Dataset excerpts:
Content starts
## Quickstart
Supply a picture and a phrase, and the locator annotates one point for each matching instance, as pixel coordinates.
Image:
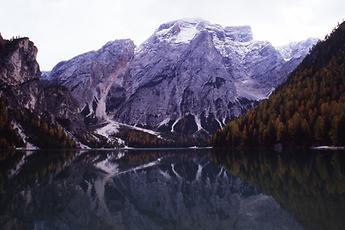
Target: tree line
(309, 109)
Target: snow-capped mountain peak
(296, 49)
(183, 31)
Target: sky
(62, 29)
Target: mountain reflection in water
(184, 189)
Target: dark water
(184, 189)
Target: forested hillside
(309, 109)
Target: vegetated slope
(309, 109)
(20, 122)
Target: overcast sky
(62, 29)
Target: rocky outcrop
(17, 62)
(32, 99)
(189, 77)
(193, 68)
(89, 76)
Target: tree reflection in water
(310, 185)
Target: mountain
(34, 113)
(190, 77)
(90, 76)
(309, 109)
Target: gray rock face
(89, 76)
(190, 76)
(196, 68)
(17, 62)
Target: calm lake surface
(173, 189)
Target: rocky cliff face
(90, 76)
(201, 74)
(33, 98)
(189, 77)
(17, 62)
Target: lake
(173, 189)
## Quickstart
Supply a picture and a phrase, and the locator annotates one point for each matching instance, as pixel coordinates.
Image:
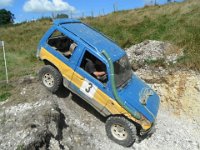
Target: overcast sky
(33, 9)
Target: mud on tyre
(50, 78)
(121, 130)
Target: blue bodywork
(95, 42)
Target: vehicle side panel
(110, 104)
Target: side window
(62, 43)
(94, 67)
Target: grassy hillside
(178, 23)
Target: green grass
(178, 23)
(5, 91)
(21, 44)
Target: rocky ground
(33, 118)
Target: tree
(6, 17)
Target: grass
(5, 91)
(21, 44)
(178, 23)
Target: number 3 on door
(88, 88)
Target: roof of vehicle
(92, 37)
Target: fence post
(4, 56)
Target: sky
(26, 10)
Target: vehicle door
(87, 86)
(62, 54)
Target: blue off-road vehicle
(95, 68)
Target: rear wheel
(50, 78)
(121, 130)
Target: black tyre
(50, 78)
(121, 130)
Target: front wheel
(121, 130)
(50, 78)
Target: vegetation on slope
(178, 23)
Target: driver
(95, 69)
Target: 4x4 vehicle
(129, 105)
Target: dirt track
(84, 127)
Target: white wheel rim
(119, 132)
(48, 80)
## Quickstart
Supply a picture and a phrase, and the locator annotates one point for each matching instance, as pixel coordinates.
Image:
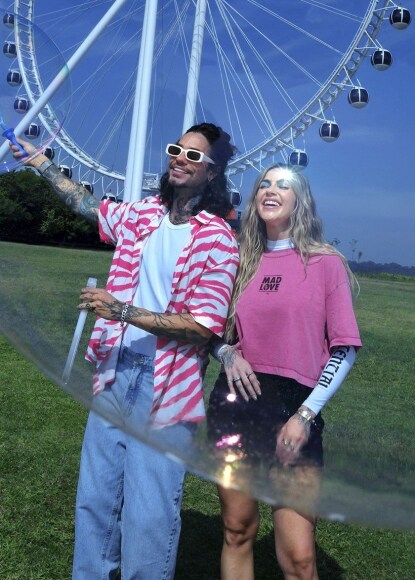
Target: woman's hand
(241, 377)
(101, 302)
(291, 438)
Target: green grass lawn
(41, 432)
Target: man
(167, 294)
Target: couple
(166, 302)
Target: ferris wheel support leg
(194, 67)
(63, 74)
(135, 161)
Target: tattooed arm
(74, 195)
(180, 327)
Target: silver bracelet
(45, 165)
(124, 311)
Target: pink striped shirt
(202, 286)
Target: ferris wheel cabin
(400, 18)
(21, 105)
(33, 131)
(358, 97)
(298, 158)
(381, 59)
(10, 49)
(329, 131)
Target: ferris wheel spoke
(257, 77)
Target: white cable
(92, 283)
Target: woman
(294, 337)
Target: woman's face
(275, 202)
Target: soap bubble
(369, 457)
(30, 61)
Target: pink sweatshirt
(289, 318)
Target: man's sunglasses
(190, 154)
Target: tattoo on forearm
(74, 195)
(166, 325)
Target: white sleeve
(334, 373)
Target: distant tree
(31, 212)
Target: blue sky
(363, 182)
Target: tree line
(30, 212)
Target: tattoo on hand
(304, 423)
(228, 357)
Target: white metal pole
(62, 74)
(136, 151)
(194, 67)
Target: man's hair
(216, 195)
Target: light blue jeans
(129, 495)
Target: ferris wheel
(268, 72)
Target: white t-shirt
(159, 259)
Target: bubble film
(369, 457)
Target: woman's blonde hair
(305, 232)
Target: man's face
(185, 174)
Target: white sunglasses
(190, 154)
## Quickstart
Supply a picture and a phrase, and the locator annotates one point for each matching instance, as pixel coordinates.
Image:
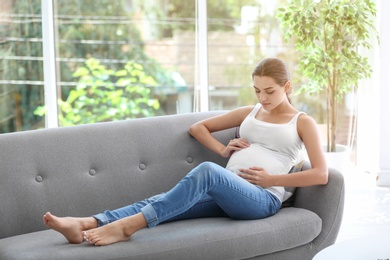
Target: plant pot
(340, 159)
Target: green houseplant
(328, 35)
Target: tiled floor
(367, 207)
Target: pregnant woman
(272, 134)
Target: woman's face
(269, 93)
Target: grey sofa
(82, 170)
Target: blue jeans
(209, 190)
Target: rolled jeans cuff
(150, 215)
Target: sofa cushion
(213, 238)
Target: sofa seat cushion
(209, 238)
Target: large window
(21, 69)
(115, 60)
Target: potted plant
(328, 35)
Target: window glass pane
(241, 34)
(21, 67)
(124, 59)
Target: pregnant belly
(256, 155)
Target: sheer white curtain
(201, 97)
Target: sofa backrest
(83, 170)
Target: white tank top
(274, 147)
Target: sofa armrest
(327, 201)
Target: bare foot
(117, 231)
(70, 227)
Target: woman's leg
(235, 196)
(71, 228)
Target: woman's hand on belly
(234, 145)
(257, 176)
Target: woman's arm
(202, 130)
(318, 174)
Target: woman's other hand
(257, 176)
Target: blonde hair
(276, 69)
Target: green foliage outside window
(104, 94)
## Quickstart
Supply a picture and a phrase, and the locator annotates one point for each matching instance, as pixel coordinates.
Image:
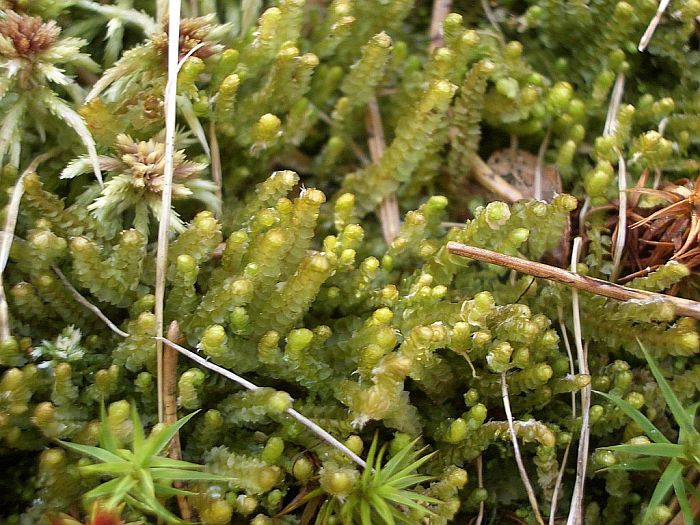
Content ends
● Exercise
Return every entry unchanged and skip the pictures.

● Exercise result
## Quickstart
Supply a picture and a phrase, and the locator annotates one point for each matching instance, as pixel coordinates.
Image:
Target: tree line
(309, 109)
Target: snow-capped mountain peak
(296, 49)
(183, 31)
Target: sky
(62, 29)
Target: mountain reflection in water
(184, 189)
Target: dark water
(184, 189)
Target: forested hillside
(309, 109)
Target: vegetated slope
(309, 109)
(20, 122)
Target: overcast sky
(62, 29)
Target: rocky outcrop
(17, 62)
(32, 99)
(189, 77)
(193, 68)
(89, 76)
Target: tree reflection in water
(310, 185)
Target: mountain
(34, 113)
(190, 77)
(90, 76)
(309, 109)
Target: gray rock face
(89, 76)
(190, 76)
(196, 68)
(17, 62)
Target: calm lake surface
(173, 189)
Target: rocky cliff face
(90, 76)
(201, 74)
(33, 98)
(189, 77)
(17, 62)
Target: lake
(173, 189)
## Quickstart
Supply a picture and a phrase, and the locator annotates one point for each matching instance, as pixel coordinates.
Image:
Target: overcast sky
(33, 9)
Target: mud on tyre
(50, 78)
(121, 130)
Target: blue bodywork
(95, 42)
Target: vehicle side panel
(110, 104)
Target: side window
(62, 43)
(94, 67)
Target: grassy hillside
(178, 23)
Target: green grass
(178, 23)
(5, 91)
(21, 44)
Target: rocky ground
(33, 118)
Target: tree
(6, 17)
Target: grass
(5, 91)
(21, 44)
(178, 23)
Target: number 3 on door
(88, 88)
Target: roof of vehicle
(92, 37)
Target: fence post
(4, 56)
Target: sky
(26, 10)
Target: vehicle door
(87, 86)
(62, 54)
Target: blue off-road vehicle
(95, 68)
Target: rear wheel
(50, 78)
(121, 130)
Target: black tyre
(50, 78)
(121, 130)
Target: front wheel
(121, 130)
(50, 78)
Target: vegetation on slope
(178, 23)
Target: driver
(95, 69)
Target: 4x4 vehicle
(129, 105)
Target: dirt track
(84, 127)
Target: white wheel rim
(119, 132)
(48, 80)
## Quickstart
Supply a picture and a phrase, and the locator annotates one point for each matching instance, as pixel coordinates.
Image:
Target: woman's hand
(241, 377)
(101, 302)
(291, 438)
Target: green grass lawn
(41, 432)
Target: man
(167, 294)
Target: couple
(166, 302)
Target: ferris wheel support leg
(194, 67)
(63, 74)
(135, 161)
Target: tattooed arm
(74, 195)
(180, 327)
Target: silver bracelet
(45, 165)
(124, 311)
Target: pink striped shirt
(202, 286)
Target: ferris wheel cabin
(400, 18)
(21, 105)
(33, 131)
(358, 97)
(298, 158)
(381, 59)
(10, 49)
(329, 131)
Target: ferris wheel spoke
(257, 77)
Target: white cable
(92, 283)
Target: woman
(294, 337)
Target: woman's face
(275, 202)
Target: soap bubble
(369, 457)
(30, 61)
Target: pink sweatshirt
(289, 318)
Target: man's sunglasses
(190, 154)
Target: tattoo on forearm
(74, 195)
(166, 325)
Target: white sleeve
(334, 373)
Target: distant tree
(31, 212)
Target: blue sky
(363, 182)
Target: tree line
(30, 212)
Target: tattoo on hand
(304, 423)
(228, 357)
Target: white metal pole
(62, 74)
(136, 151)
(194, 67)
Target: man's hair
(216, 195)
Target: light blue jeans
(129, 495)
Target: ferris wheel
(268, 72)
Target: white t-shirt
(159, 259)
Target: bubble film
(369, 457)
Target: woman's blonde hair
(305, 232)
Target: man's face
(185, 174)
Target: white sunglasses
(190, 154)
## Quickstart
Supply a picture and a phrase, and the locator annotates one point for each matching instance, as pixel coordinates.
Image:
Target: plant pot
(340, 159)
Target: green houseplant
(328, 35)
Target: tiled floor
(367, 207)
Target: pregnant woman
(272, 134)
Target: woman's face
(269, 93)
Target: grey sofa
(82, 170)
Target: blue jeans
(209, 190)
Target: rolled jeans cuff
(150, 215)
Target: sofa cushion
(213, 238)
Target: sofa seat cushion
(209, 238)
Target: large window
(21, 69)
(115, 60)
Target: potted plant
(328, 35)
Target: window glass pane
(241, 34)
(21, 67)
(124, 59)
Target: pregnant belly
(256, 155)
Target: sheer white curtain
(201, 97)
Target: sofa backrest
(83, 170)
Target: white tank top
(274, 147)
Target: sofa armrest
(327, 201)
Target: bare foot
(117, 231)
(70, 227)
Target: woman's leg
(235, 196)
(71, 228)
Target: woman's hand on belly
(234, 145)
(257, 176)
Target: woman's arm
(202, 130)
(318, 174)
Target: woman's other hand
(257, 176)
Target: blonde hair
(276, 69)
Target: green foliage outside window
(104, 94)
## Quickstart
Supply a picture and a phrase, and the locator annotates one point for each matching instance, as pixel coordinates.
Image:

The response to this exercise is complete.